Request → Transcribe the listing that follows in full, omitting pictures.

Input data →
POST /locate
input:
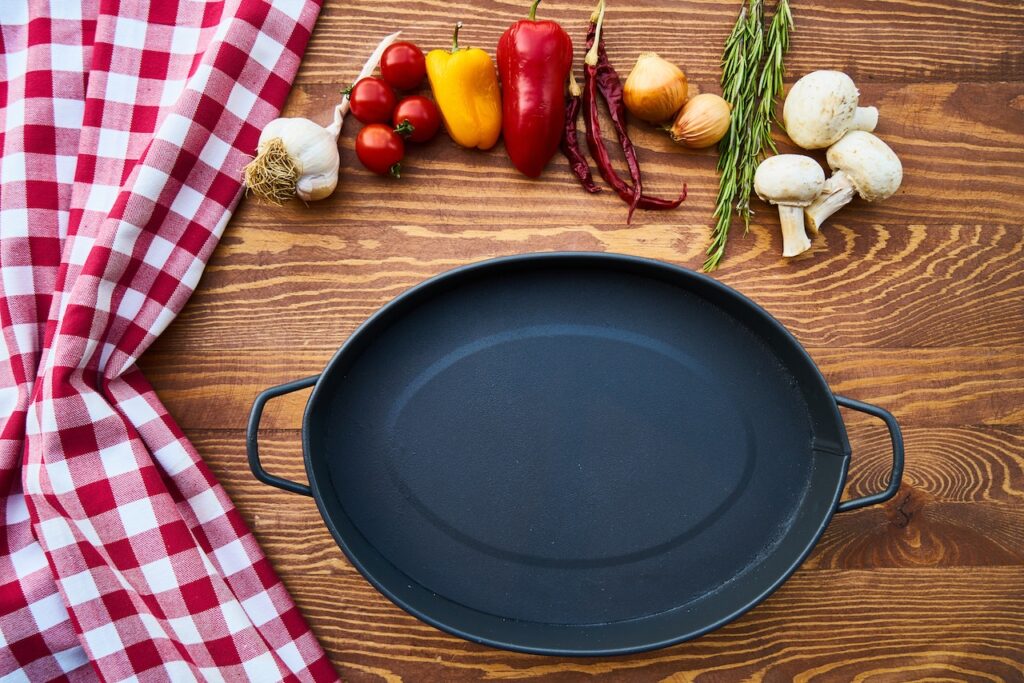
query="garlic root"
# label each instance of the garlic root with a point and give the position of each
(297, 157)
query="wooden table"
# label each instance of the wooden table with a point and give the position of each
(915, 304)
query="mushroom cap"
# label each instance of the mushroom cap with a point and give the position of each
(871, 166)
(819, 109)
(788, 179)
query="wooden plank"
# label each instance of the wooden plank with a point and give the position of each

Final result →
POST /locate
input:
query="garlic root"
# label each instance of the garlic root with a point and give the position of each
(297, 157)
query="wooden table"
# label each instance of the wooden table with a point and give the position of each
(915, 304)
query="mushroom cap"
# label each instance of the mushroom cap with a point and give the position of each
(871, 166)
(819, 109)
(788, 179)
query="wooden plank"
# label each instance of the wooden plank with a point and give the position of each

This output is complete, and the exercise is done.